_WHAT THE TASK REQUIRES_
Set down exactly the lines running from the line with "Camera-trap tally: mark every instance of the tree" to the end of the listing below, both ends included.

== EXTRACTED DATA

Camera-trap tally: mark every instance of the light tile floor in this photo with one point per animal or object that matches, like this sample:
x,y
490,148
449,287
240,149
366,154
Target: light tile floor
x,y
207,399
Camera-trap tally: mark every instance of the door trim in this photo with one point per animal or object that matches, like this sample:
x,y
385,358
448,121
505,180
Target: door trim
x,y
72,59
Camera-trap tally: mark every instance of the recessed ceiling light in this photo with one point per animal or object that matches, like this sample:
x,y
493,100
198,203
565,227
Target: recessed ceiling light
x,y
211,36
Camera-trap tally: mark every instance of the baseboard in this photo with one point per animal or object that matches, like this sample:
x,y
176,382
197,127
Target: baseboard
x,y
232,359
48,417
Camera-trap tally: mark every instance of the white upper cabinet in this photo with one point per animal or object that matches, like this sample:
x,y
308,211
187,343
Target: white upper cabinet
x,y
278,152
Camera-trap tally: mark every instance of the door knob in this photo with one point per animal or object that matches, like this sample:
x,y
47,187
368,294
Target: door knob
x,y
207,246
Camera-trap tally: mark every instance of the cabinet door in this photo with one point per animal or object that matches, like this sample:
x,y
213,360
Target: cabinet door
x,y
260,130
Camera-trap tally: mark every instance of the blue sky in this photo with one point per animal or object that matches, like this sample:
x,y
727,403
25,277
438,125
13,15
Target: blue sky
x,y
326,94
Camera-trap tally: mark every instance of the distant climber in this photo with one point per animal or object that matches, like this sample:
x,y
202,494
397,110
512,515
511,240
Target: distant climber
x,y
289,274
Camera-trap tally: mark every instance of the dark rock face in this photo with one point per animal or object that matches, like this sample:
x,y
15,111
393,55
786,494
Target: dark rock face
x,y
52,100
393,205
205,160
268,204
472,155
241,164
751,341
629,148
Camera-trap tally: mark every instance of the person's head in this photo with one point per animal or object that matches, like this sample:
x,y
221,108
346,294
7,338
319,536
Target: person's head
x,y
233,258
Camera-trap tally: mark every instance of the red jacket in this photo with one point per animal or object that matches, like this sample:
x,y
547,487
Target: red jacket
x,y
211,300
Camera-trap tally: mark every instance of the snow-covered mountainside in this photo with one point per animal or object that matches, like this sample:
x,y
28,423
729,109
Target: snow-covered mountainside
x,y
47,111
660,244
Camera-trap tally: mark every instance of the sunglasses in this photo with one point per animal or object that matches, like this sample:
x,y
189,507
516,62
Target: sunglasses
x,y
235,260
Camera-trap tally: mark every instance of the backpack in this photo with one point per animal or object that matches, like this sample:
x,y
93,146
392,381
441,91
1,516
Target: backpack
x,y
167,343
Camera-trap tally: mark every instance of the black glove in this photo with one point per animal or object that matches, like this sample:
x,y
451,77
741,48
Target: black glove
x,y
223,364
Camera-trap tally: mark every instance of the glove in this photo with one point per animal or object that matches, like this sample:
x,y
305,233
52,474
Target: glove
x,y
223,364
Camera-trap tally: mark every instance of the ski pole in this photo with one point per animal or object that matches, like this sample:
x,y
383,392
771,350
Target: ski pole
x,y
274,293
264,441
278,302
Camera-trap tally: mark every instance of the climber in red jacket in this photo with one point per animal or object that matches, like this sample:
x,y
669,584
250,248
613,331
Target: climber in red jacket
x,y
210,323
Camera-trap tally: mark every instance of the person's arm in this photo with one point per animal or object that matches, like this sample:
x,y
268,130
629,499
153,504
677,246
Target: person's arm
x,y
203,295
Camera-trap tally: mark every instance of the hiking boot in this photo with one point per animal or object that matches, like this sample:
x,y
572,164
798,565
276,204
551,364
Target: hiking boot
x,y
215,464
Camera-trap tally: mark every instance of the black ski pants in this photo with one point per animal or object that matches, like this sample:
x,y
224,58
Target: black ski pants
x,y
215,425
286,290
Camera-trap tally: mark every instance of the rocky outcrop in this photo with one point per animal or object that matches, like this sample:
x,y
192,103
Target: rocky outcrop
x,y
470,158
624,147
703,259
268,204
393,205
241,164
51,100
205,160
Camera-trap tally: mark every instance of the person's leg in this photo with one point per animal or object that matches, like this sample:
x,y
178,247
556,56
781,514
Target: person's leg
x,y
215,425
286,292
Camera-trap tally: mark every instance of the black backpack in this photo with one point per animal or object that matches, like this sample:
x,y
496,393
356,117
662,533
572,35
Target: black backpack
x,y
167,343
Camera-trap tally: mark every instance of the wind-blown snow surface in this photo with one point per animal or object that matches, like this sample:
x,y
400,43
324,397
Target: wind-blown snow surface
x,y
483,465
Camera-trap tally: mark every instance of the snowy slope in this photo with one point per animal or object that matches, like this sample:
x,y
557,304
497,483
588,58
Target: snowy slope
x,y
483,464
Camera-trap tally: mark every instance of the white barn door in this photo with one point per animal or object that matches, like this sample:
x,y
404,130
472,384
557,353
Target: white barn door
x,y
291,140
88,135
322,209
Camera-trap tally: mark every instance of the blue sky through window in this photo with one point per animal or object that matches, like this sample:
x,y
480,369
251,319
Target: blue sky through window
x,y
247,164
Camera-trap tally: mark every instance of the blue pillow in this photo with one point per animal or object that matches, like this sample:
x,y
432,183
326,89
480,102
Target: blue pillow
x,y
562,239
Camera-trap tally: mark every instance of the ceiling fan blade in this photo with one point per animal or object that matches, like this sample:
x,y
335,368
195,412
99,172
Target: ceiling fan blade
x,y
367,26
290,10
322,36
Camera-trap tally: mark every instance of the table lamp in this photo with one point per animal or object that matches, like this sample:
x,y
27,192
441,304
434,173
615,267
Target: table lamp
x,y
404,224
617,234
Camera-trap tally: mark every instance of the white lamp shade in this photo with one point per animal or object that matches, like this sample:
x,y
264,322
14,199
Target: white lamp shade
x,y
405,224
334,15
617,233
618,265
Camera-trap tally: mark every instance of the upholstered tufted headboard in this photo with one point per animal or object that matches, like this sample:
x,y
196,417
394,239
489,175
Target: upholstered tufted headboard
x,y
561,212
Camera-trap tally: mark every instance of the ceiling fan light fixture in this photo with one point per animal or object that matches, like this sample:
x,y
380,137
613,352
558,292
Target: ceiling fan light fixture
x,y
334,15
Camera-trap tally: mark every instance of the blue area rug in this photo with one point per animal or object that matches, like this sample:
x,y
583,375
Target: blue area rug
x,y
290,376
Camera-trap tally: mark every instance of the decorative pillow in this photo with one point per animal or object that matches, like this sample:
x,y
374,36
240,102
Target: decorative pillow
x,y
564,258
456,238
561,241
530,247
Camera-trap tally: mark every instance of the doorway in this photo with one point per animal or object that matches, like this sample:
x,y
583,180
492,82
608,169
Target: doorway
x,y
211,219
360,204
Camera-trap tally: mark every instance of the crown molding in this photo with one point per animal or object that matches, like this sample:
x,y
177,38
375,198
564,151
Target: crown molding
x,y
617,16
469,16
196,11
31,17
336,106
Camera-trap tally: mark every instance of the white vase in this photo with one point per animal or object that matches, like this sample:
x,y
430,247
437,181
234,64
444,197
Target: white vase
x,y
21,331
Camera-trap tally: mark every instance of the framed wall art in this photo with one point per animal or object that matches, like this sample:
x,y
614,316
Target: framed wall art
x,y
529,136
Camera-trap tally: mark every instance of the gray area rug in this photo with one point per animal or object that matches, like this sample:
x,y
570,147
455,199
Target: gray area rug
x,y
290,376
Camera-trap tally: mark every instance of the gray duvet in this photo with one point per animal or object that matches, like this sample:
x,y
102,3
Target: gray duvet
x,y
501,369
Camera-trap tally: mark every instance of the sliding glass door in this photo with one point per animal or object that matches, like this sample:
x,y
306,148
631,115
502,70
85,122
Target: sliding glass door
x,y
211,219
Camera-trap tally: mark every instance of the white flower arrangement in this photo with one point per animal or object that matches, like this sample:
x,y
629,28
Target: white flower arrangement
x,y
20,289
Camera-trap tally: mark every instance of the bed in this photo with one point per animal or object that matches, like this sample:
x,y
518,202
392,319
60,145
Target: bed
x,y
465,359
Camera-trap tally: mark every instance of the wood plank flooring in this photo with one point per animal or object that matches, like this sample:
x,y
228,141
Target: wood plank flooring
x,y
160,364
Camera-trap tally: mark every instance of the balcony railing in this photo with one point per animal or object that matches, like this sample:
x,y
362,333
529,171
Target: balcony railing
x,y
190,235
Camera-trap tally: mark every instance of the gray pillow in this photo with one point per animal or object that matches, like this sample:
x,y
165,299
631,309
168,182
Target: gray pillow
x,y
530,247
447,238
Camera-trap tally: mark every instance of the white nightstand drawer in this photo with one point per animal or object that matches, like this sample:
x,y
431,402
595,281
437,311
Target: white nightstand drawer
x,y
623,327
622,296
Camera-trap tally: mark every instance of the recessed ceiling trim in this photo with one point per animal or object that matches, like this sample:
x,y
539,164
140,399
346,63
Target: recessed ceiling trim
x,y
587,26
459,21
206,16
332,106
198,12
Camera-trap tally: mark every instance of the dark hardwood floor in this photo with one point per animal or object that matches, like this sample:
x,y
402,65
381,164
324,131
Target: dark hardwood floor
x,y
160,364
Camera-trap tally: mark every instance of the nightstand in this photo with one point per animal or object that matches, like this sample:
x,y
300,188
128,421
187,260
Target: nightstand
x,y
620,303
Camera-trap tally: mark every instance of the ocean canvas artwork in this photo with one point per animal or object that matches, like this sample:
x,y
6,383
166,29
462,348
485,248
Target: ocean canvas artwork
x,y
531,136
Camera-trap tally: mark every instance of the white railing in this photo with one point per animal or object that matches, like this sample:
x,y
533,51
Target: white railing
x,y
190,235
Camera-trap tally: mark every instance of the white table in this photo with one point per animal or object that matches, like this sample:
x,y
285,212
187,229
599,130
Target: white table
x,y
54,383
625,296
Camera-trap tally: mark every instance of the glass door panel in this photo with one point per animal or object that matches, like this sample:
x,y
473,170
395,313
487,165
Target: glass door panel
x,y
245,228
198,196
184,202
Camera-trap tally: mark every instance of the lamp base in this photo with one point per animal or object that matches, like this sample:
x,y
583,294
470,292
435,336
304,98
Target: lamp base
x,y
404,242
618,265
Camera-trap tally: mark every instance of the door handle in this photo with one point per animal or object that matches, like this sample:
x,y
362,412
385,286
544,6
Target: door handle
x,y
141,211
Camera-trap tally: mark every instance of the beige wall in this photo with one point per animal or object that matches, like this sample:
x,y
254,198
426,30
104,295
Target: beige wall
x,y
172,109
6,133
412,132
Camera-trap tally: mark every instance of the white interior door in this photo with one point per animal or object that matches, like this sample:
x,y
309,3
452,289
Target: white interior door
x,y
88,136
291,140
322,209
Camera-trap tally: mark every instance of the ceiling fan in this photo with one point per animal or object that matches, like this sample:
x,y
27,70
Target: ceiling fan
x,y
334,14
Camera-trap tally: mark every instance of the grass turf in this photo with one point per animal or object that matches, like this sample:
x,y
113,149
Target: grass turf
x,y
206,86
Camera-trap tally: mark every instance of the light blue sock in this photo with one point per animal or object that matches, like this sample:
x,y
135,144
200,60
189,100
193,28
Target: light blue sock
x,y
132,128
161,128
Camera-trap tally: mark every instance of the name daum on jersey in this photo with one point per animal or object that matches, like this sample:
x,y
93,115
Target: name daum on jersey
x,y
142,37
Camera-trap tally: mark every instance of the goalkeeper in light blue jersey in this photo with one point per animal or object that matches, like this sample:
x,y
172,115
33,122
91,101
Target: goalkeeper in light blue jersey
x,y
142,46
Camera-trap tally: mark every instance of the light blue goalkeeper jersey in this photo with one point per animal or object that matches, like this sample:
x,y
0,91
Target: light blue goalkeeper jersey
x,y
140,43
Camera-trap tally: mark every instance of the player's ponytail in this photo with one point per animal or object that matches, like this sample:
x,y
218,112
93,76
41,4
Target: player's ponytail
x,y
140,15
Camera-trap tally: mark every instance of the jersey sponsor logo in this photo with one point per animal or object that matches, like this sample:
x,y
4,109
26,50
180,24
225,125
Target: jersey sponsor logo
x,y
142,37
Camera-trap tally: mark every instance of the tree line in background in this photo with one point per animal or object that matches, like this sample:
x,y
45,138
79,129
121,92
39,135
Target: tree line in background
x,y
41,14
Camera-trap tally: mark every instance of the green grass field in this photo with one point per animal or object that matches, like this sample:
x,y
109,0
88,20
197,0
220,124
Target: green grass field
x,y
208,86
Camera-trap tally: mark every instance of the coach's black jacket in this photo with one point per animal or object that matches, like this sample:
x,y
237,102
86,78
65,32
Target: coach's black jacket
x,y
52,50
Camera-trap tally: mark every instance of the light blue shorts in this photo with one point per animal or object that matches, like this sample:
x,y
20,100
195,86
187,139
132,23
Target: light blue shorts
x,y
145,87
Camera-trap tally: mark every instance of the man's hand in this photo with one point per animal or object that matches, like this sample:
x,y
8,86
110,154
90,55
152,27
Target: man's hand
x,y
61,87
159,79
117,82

====

_SOLUTION TO THIS PROBLEM_
Camera-trap tally: mark every instance of the tree line in background in this photo with one point per animal or object that matches, like this sample:
x,y
45,138
79,129
121,92
39,135
Target: tree line in background
x,y
41,14
Camera-trap tally: mark every instance of the green grass field in this photo with one point per animal or object that matches, like this sample:
x,y
109,0
88,20
197,0
220,124
Target: green grass field
x,y
208,86
Camera-trap tally: mark every instance of the coach's black jacket in this photo with one point per animal or object that matches, like this sample:
x,y
237,102
86,78
65,32
Target: coach's black jacket
x,y
52,50
Camera-trap tally: mark every instance of the light blue shorts in this photo with one point per animal or object that matches, like this sample:
x,y
20,100
195,86
187,139
132,23
Target: light blue shorts
x,y
145,87
Camera-trap tally: mark every instance of the man's hand in this photo with one point per animal or object that matches, like this sample:
x,y
8,86
110,154
90,55
152,27
Target: man's hand
x,y
61,87
159,79
117,82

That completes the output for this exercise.